• CHALLENGE
Shift every bounding-box coordinate by 42 in the records below, covering everything from the line containing "SEARCH: statue of virgin mary" down to the line containing "[512,525,537,544]". Write out all of those lines again, SEARCH and OUTPUT lines included, and nothing beyond them.

--- START ---

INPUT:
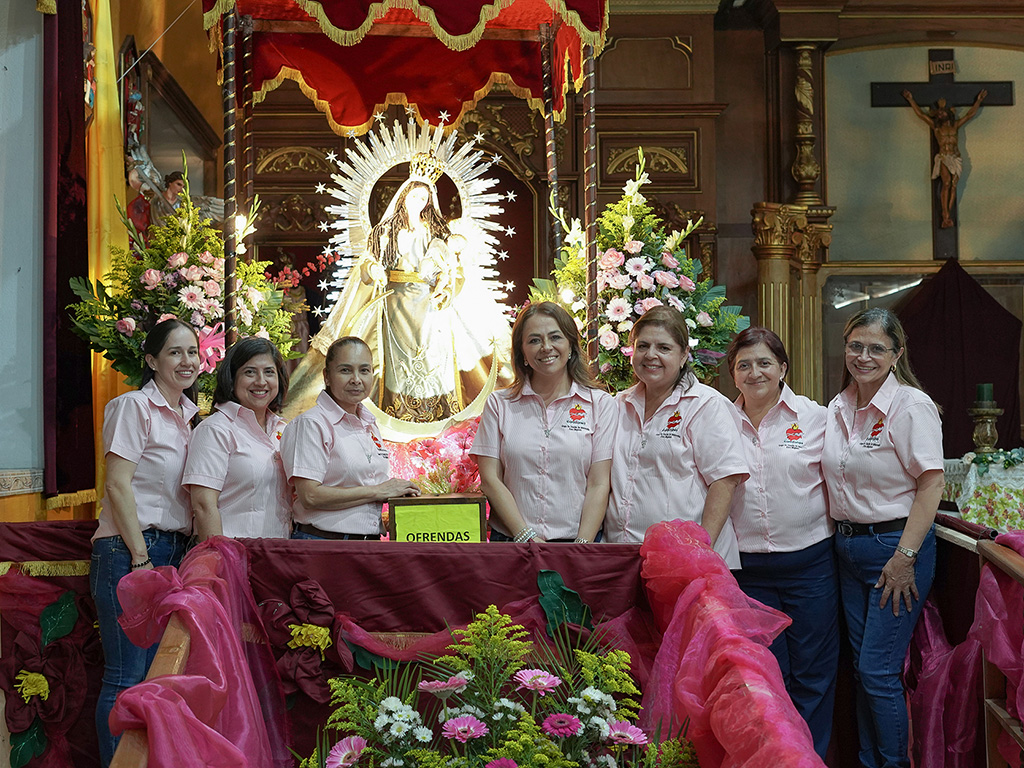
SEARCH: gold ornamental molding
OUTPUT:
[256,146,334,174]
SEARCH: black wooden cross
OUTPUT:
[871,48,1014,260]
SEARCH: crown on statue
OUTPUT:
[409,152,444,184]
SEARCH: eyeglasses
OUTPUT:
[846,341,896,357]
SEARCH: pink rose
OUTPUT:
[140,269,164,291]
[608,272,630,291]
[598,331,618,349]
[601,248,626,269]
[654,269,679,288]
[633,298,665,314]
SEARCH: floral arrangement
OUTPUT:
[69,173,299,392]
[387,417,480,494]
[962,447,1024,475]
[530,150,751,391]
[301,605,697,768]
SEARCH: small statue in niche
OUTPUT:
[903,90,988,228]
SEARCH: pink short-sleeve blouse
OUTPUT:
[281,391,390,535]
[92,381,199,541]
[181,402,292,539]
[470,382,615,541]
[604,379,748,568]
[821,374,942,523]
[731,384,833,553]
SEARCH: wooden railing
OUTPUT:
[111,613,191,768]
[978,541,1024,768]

--- END ---
--- START ---

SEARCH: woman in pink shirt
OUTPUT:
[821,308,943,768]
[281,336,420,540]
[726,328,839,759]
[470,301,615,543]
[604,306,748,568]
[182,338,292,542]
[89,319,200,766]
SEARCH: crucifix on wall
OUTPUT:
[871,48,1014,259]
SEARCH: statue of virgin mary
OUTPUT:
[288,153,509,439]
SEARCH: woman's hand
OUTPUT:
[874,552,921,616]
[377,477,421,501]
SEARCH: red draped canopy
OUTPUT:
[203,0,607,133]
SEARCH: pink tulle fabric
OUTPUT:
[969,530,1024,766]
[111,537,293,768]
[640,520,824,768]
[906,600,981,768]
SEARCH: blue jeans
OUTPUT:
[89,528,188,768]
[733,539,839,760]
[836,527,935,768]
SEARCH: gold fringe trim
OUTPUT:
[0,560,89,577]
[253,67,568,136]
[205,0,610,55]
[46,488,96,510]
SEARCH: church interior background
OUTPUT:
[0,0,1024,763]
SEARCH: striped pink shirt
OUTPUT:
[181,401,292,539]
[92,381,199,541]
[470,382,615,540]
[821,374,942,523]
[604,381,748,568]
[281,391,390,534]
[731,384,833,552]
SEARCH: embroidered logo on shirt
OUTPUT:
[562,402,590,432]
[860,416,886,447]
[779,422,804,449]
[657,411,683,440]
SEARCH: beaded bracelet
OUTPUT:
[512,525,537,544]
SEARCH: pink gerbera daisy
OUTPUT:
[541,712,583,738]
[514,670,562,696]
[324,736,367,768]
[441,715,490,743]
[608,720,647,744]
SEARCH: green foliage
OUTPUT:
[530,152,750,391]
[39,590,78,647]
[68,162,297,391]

--- END ---

• ANSWER BELOW
SEARCH: statue of virgin mary
OUTPUT:
[330,195,551,481]
SEARCH: woman's hand
OUTPUT:
[916,594,963,658]
[419,519,463,543]
SEARCH: red draped canopy
OUTPUT:
[245,42,649,175]
SEARCH: pink tulle fabric
OUTPUT:
[1011,572,1066,808]
[153,579,335,810]
[682,562,866,810]
[948,642,1023,810]
SEARCH: blue jeans
OUTPUT:
[131,570,230,810]
[775,581,881,802]
[878,569,977,810]
SEARCH: gold fringe trim
OUTPUT:
[42,602,131,619]
[295,109,610,178]
[247,42,652,97]
[88,530,138,552]
SEARCH: church interior background
OUTPUT:
[42,42,1066,805]
SEARCH: striped pink shirt
OUTPUT:
[223,443,334,581]
[134,423,241,583]
[512,424,657,582]
[863,416,984,565]
[646,423,790,610]
[323,433,432,576]
[773,426,875,594]
SEARCH: embroidered logo on shirt
OUTPUT:
[604,444,632,474]
[902,458,928,489]
[821,464,846,491]
[699,453,725,482]
SEARCH: beaded bracelet
OUTPUT:
[554,567,579,586]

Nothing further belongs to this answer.